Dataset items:
============================================================

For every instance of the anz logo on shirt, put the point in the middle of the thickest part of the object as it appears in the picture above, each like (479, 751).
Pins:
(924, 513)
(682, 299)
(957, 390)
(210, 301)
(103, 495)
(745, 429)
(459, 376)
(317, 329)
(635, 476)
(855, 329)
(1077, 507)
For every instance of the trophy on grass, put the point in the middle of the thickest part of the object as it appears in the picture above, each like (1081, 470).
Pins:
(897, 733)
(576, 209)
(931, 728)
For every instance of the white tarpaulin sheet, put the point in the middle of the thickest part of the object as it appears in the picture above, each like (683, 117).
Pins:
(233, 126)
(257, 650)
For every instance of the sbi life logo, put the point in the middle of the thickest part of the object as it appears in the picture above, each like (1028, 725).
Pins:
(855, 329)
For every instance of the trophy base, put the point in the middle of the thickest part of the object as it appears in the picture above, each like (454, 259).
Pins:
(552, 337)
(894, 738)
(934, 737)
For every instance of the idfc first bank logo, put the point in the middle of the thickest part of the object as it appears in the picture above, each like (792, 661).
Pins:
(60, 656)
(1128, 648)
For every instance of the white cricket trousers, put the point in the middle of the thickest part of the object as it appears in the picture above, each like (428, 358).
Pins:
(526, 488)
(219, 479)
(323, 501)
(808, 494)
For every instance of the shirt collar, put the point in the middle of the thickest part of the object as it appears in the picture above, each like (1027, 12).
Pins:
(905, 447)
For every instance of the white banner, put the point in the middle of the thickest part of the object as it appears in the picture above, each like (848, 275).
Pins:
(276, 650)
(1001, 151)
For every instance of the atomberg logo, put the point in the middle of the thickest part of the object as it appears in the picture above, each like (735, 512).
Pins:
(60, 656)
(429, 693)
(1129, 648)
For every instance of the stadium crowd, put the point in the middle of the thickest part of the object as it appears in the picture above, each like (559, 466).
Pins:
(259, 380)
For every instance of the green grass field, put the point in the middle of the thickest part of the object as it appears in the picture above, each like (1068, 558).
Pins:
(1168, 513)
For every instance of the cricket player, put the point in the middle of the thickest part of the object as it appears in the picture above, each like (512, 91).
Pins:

============================================================

OBJECTIVE:
Rewrite the entries, changing every "thickest part" to "widest part" and leaving everything else untouched.

RESULT FOR THIS EXERCISE:
For every instance of the anz logo on shirt, put the point in the middle of the widest part of the object as it appears in the picture above, each like (479, 751).
Pins:
(924, 513)
(682, 299)
(957, 390)
(210, 301)
(103, 495)
(745, 429)
(459, 376)
(317, 329)
(635, 476)
(855, 329)
(1077, 507)
For every instance of the trophy on grass, put the point in the middle of the widest part of the object as it appears in the picture above, each like (1081, 470).
Pins:
(897, 733)
(576, 209)
(931, 728)
For every instance of the white tarpaulin sheet, put the point in the middle of the widest part of the object as it appears in the picture above, each like (683, 117).
Pins:
(233, 126)
(257, 650)
For every instance of the sbi life logo, put the point in the middle of the widest part of the object as it appears in the picture above, each like (1028, 725).
Pins:
(855, 329)
For every instance of the trophy base, put the point in the middle of the widest part of the object as it appears in the picture above, each like (454, 259).
Pins:
(552, 337)
(894, 738)
(934, 737)
For every instance of the idfc first bank logo, put the point in the middle of the widest part of the object as it appears in the picture above, each like (792, 661).
Pins:
(60, 656)
(1128, 648)
For every instance of the white cricket trousers, put the point in the middle of the widest part of the object as it appears in the picture above, each like (428, 358).
Pins:
(526, 488)
(219, 479)
(323, 501)
(808, 494)
For every instance of the shirt collar, put the point in the middle of the widest part of the object as it appears in the picture above, each like (1027, 12).
Pins:
(905, 447)
For every instance of the white banner, put the point in the middle of the widest part of the object as it appears in the picture above, each like (848, 275).
Pins:
(276, 650)
(1001, 151)
For every instance of the atomberg logo, put the point in the middle of the widest part of the object as it appears in the picture above, each like (735, 512).
Pins:
(60, 656)
(429, 693)
(1129, 648)
For every instance of the stadium crowd, put the point in the middle of the widest part of the object as it appears in the picture above, each like (559, 466).
Pins:
(259, 380)
For every instance of the green grass field, put the point in the middle of the widest part of the object as it appears in the picture above, each like (1068, 558).
Pins:
(1168, 513)
For every instance of the cricket player, put the point in the middle of the widest part of the object as it appears in the picture above, each like (512, 91).
Pins:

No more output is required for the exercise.